■ WHAT THE TASK REQUIRES
Update these lines by replacing "innermost" with "central" wherever it occurs, keeping everything else unchanged.

EXERCISE MATERIAL start

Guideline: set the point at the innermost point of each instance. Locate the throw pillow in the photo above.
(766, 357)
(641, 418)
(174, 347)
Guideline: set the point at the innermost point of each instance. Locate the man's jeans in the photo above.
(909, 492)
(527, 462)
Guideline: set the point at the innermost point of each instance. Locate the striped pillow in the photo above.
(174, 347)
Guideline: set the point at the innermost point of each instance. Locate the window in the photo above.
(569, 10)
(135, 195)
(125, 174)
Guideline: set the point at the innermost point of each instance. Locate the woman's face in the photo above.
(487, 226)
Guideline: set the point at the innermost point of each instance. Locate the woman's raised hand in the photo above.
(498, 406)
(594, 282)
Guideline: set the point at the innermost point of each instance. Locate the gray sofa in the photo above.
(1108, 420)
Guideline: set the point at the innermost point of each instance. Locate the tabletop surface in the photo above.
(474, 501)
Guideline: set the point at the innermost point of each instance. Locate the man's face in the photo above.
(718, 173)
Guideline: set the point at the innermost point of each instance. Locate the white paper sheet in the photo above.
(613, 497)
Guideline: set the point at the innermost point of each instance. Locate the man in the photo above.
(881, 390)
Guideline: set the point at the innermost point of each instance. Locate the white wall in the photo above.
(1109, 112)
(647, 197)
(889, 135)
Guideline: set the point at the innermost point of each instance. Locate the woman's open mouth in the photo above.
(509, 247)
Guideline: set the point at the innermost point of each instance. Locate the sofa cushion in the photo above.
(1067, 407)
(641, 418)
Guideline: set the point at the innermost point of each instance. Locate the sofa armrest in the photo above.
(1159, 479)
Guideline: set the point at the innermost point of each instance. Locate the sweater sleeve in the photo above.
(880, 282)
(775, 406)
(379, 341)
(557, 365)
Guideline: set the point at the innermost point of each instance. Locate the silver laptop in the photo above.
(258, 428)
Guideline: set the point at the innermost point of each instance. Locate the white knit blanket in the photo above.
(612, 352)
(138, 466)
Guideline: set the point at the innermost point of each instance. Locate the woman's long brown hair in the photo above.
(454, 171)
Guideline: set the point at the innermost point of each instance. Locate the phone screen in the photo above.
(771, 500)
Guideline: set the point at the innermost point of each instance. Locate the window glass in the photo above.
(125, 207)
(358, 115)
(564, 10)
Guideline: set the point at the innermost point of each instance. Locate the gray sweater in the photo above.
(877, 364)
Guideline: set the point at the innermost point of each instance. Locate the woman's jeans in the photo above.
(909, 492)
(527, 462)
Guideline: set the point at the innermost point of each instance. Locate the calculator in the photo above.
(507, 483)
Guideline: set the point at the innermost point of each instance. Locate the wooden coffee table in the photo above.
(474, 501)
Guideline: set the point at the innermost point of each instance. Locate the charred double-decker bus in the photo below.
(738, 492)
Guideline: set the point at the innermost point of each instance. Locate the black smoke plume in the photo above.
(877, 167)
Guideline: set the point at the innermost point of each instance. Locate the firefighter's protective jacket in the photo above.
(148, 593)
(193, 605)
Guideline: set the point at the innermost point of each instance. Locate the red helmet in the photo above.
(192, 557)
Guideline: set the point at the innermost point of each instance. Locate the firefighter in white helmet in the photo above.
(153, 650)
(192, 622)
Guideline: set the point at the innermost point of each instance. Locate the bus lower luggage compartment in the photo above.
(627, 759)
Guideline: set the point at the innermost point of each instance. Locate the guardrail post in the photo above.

EXERCISE MATERIAL end

■ WORKED SOLUTION
Guideline: set the point at the central point of each instance. Locate the throw pillow in the photo above.
(766, 357)
(641, 418)
(174, 347)
Guideline: set the point at the central point of each instance. Locate the man's jeans in the photo above.
(909, 492)
(527, 462)
Guideline: set the point at the central point of each instance. Locate the striped pillow in the photo above.
(174, 347)
Guideline: set the point at the central point of each instance. Locate the window in the photo above.
(569, 10)
(135, 195)
(125, 174)
Guideline: set the point at the central point of each instance. Locate the woman's face in the photo above.
(487, 226)
Guideline: set the point at the central point of each instance. Locate the woman's raised hand in the photo above.
(498, 406)
(594, 282)
Guideline: set the point at the central point of each instance. Locate the gray sofa in the photo above.
(1108, 420)
Guideline: set the point at the central point of each instance. Locate the tabletop surface in the photo above.
(474, 501)
Guideline: set the point at the central point of each instance. Locate the man's face in the photo above.
(718, 173)
Guideline: set the point at the central point of each instance. Locate the white paper sheet in the photo above.
(613, 497)
Guideline: set the point at the central point of each instance. Locate the man in the photo above.
(881, 390)
Guideline: set the point at the central point of each instance. Locate the white wall in the photo above.
(1109, 112)
(647, 197)
(889, 135)
Guideline: set the point at the central point of each instance. Locate the woman's open mouth in the photo above.
(509, 247)
Guideline: set the point at the central point of each instance. Locate the sofa cushion in the photo above.
(1067, 407)
(641, 418)
Guideline: set the point at the central point of each instance. Locate the sofa armrest in the photo above.
(1159, 479)
Guideline: set the point at the central point of each instance. Locate the sweater sleeve in the photo above.
(880, 282)
(775, 406)
(379, 341)
(557, 365)
Guideline: set the point at the central point of each instance. Locate the silver laptop in the photo above.
(258, 428)
Guideline: set the point at the central point of each instance. Locate the white knit blanket in the photo above.
(612, 352)
(138, 466)
Guideline: set the point at the central point of each instance. Locate the woman's long brown hair in the photo above.
(454, 171)
Guideline: set the point at the central point of each instance. Locate the phone screen in the photo above.
(771, 500)
Guideline: set the point at the central point of each instance. Locate the window glass in the photo above.
(125, 207)
(358, 115)
(564, 10)
Guideline: set the point at the central point of each instance. Locate the gray sweater in the photo above.
(877, 364)
Guideline: set the point at the central point of each instance. Locate the woman's jeans in the photo above.
(909, 492)
(527, 462)
Guideline: set the point at the central point of each instance. Locate the calculator in the photo above.
(507, 483)
Guideline: set the point at the central point of each instance. Locate the wooden coffee table in the photo above.
(474, 501)
Guideline: set the point at the central point of each instance. Locate the charred double-decker bus in the photo below.
(738, 492)
Guideline: set the point at the central point of each instance. Locate the black smoke plume in the photo above.
(877, 167)
Guideline: set the point at the central point of each instance. Locate the firefighter's protective jacket in the photo above.
(148, 593)
(193, 605)
Guideline: set the point at the central point of each instance. Locate the red helmet in the photo above.
(192, 557)
Guideline: set the point at the central point of each instance. Locate the firefighter in white helmet in the photo above.
(153, 650)
(192, 622)
Guideline: set the point at the central point of each instance. Locate the bus lower luggage compartment in the photo above.
(627, 759)
Guideline: set the point at the central point of each instance. Locate the guardrail post in the photo above.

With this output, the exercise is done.